→ REQUEST 1
Please answer these questions using the Crypto Biz summary:
(a) How many BTC does Empery Digital hold?
(b) What figure is given for USDC supply?
(c) As of what date does this edition describe the forces reshaping corporate crypto?
→ REQUEST 2
Carry on the Crypto Biz summary from the point where it stops.

→ TEXT BLOCK
Crypto Biz: The Bitcoin Treasury Shareholder Revolt

What to Know
- 4,081 BTC — Empery Digital's Bitcoin holdings are at the center of an activist investor campaign demanding a full liquidation and board overhaul
- $770 million — Circle's fourth-quarter revenue surged 77% year-over-year as USDC supply climbed to $75.3 billion
- PayPal is reportedly attracting early-stage takeover interest following a prolonged decline in its share price
- $500 million — A new initiative from Better and Framework Ventures channels stablecoin liquidity into US mortgage lending
Bitcoin treasury companies are under mounting pressure this week as activist shareholders challenge corporate crypto strategies, stablecoin giant Circle delivers strong quarterly results, and PayPal attracts takeover speculation. The developments highlight widening tensions around digital asset balance-sheet bets. This edition of Crypto Biz unpacks the forces reshaping corporate crypto as of February 28, 2026.

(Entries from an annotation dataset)

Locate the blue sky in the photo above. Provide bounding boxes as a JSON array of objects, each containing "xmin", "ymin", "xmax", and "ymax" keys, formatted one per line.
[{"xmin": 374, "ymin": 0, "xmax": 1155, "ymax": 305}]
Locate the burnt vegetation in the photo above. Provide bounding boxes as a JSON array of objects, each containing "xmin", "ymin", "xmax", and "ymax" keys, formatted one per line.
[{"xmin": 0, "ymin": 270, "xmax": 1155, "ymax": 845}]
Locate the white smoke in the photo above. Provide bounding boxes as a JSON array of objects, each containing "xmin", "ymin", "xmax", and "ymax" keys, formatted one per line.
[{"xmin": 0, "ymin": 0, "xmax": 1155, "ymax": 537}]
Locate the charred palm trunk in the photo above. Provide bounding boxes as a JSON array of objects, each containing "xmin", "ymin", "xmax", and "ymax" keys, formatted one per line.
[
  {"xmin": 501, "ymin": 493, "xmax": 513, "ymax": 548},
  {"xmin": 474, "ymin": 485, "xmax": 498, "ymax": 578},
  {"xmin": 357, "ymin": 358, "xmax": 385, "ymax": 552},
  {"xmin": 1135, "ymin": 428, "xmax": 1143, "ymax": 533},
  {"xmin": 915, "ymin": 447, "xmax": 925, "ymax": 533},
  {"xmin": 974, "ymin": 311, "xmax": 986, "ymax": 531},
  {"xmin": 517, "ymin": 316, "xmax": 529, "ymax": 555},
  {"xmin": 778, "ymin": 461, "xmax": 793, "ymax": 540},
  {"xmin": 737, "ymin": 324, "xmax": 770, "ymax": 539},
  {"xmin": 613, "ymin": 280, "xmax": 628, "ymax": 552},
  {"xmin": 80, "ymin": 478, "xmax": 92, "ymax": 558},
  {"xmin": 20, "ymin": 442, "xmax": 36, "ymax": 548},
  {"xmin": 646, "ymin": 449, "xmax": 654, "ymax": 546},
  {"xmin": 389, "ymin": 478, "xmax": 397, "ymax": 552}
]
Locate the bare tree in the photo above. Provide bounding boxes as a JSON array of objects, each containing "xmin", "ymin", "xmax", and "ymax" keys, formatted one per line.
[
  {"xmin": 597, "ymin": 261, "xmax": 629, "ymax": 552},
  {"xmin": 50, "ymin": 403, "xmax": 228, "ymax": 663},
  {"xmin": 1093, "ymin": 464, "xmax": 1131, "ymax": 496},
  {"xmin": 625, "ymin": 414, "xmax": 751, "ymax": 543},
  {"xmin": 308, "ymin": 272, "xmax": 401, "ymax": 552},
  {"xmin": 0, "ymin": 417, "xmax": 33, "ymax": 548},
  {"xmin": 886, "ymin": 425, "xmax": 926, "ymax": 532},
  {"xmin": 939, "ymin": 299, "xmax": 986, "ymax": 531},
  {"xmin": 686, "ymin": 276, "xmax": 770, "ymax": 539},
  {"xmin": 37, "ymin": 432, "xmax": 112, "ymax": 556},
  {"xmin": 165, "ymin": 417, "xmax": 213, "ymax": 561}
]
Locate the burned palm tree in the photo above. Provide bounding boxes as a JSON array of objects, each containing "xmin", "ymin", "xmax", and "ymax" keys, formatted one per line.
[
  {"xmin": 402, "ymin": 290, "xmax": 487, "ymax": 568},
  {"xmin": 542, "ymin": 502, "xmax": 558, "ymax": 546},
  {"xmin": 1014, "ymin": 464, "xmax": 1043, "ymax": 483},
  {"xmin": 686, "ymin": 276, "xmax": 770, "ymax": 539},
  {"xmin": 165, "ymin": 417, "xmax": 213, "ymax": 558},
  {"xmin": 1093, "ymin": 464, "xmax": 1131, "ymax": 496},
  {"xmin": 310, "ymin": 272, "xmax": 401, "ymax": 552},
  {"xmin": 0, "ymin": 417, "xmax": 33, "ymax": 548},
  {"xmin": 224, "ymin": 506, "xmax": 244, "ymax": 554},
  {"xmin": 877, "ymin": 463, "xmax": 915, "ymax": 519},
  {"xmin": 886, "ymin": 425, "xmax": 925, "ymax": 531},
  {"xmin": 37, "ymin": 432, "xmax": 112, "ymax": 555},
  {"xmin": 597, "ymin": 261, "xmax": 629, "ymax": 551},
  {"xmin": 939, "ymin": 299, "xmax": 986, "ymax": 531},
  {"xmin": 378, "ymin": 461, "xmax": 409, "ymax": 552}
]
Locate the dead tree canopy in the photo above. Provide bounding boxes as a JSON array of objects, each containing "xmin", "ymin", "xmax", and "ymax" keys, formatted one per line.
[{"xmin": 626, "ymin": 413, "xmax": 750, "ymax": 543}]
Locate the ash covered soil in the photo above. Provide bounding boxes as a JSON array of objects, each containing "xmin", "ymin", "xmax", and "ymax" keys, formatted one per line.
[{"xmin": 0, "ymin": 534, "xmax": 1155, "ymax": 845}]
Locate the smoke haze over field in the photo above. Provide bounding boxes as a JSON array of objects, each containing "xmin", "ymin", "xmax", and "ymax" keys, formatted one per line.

→ EXPECTED OUTPUT 1
(a) 4,081 BTC
(b) $75.3 billion
(c) February 28, 2026

→ EXPECTED OUTPUT 2
Why Are Shareholders Revolting Against Bitcoin Treasuries?
Activist investors are pushing back against the corporate Bitcoin treasury model, with Empery Digital now facing a public campaign to unwind its crypto holdings. A nearly 10% stakeholder, investor Tice P. Brown, has demanded sweeping changes including the sale of the company's roughly 4,081 Bitcoin and the resignation of its CEO and board, according to a letter sent to management.
Brown argued that Empery's Bitcoin-heavy treasury strategy has failed to maximize shareholder value and demanded that capital be returned to investors. Empery defended its approach, but the dispute highlights growing friction between activist shareholders and public companies that have adopted BTC as a core balance-sheet asset.
Empery, which pivoted its legacy business into a Bitcoin treasury operation last year, has accumulated 4,081 BTC, placing it among the top 25 largest public holders of the digital asset globally.
The Bitcoin-heavy treasury strategy has failed to maximize shareholder value, and capital should be returned to investors.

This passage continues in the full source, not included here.